### Exercise details
Your task is to transcribe the entries below exactly, beginning with the line containing "Exercise. Locate the fogged" and ending with the final line, and to add nothing else.

### Listing
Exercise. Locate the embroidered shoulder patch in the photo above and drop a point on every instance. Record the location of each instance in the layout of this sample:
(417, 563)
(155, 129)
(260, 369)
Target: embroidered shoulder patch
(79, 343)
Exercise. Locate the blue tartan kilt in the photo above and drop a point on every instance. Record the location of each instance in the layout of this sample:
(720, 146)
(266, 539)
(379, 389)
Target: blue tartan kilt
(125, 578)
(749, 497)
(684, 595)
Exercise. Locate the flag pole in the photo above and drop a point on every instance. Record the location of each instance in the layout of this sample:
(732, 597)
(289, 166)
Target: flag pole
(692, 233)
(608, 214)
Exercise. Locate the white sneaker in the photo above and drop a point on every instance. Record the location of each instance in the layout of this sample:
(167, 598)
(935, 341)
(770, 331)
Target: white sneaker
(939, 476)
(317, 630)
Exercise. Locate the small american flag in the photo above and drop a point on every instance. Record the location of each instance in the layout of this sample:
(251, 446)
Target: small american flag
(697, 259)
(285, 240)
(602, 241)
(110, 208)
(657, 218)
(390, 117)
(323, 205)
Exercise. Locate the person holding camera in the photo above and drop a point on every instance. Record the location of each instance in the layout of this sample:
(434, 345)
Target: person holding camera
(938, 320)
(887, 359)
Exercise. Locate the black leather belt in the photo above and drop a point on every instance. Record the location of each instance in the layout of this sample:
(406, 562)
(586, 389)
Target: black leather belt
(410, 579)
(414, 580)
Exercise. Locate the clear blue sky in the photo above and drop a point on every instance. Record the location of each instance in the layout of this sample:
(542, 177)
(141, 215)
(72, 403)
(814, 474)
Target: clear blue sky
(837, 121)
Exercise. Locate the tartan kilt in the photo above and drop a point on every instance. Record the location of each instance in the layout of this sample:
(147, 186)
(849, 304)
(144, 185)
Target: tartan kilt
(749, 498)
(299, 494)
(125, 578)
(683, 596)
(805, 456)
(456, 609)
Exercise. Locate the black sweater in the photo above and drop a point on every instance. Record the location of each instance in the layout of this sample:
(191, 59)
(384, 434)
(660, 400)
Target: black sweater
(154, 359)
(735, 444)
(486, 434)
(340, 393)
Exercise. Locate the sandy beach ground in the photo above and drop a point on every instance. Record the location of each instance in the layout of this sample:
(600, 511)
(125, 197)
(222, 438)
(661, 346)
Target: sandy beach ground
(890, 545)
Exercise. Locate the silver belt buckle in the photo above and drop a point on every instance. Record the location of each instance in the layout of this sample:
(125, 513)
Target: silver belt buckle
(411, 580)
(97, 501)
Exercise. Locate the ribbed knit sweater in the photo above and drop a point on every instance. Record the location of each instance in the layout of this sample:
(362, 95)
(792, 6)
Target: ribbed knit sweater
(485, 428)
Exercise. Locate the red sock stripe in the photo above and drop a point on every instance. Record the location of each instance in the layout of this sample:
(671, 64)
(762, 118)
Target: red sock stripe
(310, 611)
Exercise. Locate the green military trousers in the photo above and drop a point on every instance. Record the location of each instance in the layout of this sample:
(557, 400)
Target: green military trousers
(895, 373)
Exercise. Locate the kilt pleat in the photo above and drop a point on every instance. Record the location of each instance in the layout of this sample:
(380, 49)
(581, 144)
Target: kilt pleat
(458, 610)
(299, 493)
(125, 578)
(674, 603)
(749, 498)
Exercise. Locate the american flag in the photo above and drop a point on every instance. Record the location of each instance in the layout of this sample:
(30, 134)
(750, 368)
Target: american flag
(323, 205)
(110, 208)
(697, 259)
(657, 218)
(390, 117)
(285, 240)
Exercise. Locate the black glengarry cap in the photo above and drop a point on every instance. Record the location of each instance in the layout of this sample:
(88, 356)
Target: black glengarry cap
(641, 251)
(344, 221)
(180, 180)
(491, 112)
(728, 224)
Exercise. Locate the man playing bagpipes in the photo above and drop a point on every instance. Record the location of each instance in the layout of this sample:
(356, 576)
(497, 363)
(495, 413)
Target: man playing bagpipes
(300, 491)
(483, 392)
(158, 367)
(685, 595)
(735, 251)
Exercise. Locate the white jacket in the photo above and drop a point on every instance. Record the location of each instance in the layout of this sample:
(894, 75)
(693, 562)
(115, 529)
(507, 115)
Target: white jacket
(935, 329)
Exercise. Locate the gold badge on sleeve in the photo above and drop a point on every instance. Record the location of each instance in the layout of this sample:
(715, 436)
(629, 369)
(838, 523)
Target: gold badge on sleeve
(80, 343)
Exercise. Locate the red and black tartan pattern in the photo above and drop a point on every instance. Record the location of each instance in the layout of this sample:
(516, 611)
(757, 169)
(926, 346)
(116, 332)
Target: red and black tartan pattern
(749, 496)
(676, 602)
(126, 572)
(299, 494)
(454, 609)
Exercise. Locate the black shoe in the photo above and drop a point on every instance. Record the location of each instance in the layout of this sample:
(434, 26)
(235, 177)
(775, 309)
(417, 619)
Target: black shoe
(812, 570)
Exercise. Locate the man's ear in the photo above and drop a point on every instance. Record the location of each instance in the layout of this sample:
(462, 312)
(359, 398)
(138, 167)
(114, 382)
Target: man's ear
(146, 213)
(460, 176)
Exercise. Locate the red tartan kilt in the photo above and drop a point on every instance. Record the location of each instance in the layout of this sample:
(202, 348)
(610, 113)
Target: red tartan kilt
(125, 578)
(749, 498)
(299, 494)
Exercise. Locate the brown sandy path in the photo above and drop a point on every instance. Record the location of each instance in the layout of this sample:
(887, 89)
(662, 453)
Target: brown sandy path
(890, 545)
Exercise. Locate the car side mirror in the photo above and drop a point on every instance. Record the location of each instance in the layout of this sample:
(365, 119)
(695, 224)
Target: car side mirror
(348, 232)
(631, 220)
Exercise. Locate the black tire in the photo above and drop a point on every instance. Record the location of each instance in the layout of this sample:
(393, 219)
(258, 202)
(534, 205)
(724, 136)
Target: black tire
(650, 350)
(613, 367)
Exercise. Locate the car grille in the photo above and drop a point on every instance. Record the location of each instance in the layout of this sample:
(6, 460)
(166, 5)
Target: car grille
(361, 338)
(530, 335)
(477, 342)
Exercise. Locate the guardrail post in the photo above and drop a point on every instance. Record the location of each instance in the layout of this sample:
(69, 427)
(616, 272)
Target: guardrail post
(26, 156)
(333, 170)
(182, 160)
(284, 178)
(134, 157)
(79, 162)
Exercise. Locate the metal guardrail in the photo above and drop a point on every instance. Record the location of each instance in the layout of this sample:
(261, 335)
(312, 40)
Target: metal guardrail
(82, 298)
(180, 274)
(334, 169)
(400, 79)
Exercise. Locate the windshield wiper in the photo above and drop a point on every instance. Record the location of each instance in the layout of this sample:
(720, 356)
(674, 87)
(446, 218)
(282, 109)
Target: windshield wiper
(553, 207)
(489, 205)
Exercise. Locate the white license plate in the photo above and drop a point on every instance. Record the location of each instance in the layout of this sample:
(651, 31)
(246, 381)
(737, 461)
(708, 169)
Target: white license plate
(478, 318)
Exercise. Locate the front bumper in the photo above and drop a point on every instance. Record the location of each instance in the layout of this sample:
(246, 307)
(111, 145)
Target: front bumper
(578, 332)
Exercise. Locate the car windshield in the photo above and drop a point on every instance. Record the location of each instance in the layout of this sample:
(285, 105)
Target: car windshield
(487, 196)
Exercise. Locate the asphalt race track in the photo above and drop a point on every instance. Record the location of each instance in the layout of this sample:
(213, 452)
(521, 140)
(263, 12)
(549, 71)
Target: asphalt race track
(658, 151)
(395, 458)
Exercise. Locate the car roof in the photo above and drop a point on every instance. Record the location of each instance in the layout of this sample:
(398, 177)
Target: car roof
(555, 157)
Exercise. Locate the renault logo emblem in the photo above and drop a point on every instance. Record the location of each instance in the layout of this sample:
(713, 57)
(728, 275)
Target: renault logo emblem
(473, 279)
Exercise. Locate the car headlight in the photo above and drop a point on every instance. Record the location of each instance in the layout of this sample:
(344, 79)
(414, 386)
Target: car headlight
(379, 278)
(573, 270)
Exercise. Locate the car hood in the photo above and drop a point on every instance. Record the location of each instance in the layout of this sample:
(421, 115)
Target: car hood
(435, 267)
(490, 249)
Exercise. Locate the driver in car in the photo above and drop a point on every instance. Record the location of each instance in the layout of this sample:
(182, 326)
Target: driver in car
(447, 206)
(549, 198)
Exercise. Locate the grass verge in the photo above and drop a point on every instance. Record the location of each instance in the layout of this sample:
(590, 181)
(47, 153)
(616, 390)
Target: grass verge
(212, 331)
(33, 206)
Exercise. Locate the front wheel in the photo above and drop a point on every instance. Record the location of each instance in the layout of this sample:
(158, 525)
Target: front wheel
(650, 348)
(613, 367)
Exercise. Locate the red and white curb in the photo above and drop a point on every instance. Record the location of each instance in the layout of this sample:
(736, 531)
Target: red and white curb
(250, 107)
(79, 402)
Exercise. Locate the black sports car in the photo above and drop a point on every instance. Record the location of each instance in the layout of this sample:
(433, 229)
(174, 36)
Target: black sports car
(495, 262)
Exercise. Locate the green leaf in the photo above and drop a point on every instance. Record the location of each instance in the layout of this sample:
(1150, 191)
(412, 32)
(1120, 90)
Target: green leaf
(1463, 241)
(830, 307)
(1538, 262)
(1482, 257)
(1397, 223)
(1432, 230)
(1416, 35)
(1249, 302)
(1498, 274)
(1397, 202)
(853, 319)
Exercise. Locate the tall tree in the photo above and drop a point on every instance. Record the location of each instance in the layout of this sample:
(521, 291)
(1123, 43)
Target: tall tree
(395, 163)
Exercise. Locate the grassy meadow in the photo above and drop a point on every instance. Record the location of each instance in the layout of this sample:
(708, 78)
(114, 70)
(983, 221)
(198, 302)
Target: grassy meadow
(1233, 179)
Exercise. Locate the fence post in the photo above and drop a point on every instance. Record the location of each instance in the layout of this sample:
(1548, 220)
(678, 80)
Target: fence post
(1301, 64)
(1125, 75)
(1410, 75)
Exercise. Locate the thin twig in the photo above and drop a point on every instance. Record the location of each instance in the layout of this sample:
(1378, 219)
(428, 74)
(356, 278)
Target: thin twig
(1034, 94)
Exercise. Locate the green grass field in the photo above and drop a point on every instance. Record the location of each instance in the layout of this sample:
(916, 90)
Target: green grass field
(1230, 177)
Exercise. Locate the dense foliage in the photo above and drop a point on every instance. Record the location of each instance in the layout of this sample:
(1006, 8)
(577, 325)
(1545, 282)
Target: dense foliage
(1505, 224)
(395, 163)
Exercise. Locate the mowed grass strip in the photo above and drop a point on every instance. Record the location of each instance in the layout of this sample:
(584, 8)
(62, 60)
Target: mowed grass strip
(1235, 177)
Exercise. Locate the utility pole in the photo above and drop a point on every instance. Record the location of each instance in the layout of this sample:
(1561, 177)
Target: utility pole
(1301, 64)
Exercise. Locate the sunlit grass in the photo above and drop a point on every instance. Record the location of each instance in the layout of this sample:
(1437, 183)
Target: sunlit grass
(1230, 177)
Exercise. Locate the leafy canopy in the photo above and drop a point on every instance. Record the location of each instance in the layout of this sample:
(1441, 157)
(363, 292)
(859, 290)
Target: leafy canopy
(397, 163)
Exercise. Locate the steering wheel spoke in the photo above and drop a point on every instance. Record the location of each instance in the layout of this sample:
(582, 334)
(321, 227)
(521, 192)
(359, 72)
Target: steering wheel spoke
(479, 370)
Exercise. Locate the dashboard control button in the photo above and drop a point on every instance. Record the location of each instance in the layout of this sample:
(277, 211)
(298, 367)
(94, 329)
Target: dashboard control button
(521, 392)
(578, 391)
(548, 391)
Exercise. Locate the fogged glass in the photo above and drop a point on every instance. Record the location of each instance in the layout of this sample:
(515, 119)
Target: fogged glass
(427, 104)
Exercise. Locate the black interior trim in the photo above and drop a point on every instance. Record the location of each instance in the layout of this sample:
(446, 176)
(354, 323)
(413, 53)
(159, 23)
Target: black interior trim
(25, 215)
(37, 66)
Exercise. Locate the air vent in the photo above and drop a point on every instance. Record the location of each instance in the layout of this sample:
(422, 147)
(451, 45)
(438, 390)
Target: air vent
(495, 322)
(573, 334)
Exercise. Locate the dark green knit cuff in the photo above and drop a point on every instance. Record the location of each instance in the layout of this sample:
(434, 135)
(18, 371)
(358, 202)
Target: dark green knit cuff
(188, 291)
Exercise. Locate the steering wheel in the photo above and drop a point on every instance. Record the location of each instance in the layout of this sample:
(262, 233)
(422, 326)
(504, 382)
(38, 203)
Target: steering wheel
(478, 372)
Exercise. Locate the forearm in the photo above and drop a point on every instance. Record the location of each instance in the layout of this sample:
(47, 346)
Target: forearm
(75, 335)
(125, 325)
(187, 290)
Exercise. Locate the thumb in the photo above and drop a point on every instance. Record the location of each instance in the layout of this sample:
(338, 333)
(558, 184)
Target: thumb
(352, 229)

### The reply
Exercise. Locate the fogged glass in the photo above and drop a point on every instance. Record the location of each instance in the layout of this sample:
(515, 119)
Target: fogged glass
(427, 104)
Exercise. Locate the black interior trim in the photo above and drop a point on every instance. Record the location of each instance in the layout of this sample:
(446, 176)
(354, 323)
(413, 53)
(159, 23)
Target: black interior trim
(25, 215)
(37, 66)
Exercise. Locate the air vent in the photo above and drop a point on every instance. Record the location of each instance in the layout of this sample:
(422, 147)
(451, 45)
(438, 390)
Target: air vent
(495, 322)
(573, 334)
Exercise. Locate the dark green knit cuff in the photo above and drop a point on every instance. Record the location of each instance in the layout of this sample:
(434, 135)
(18, 371)
(358, 202)
Target: dark green knit cuff
(188, 291)
Exercise. Locate the steering wheel in the photo above and drop a point on every instance. Record the location of each instance in the layout of this sample:
(262, 233)
(422, 326)
(504, 382)
(38, 203)
Target: steering wheel
(478, 372)
Exercise. Locate the forearm in the photo above and drop a point on every instance. Record the location of each instance in the layout of this sample:
(47, 346)
Target: forearm
(75, 335)
(125, 325)
(187, 290)
Exercise. Locate the thumb in the photo above and drop a point on every instance. Record the location of each instance in the layout of this sample:
(338, 333)
(558, 184)
Target: thumb
(352, 229)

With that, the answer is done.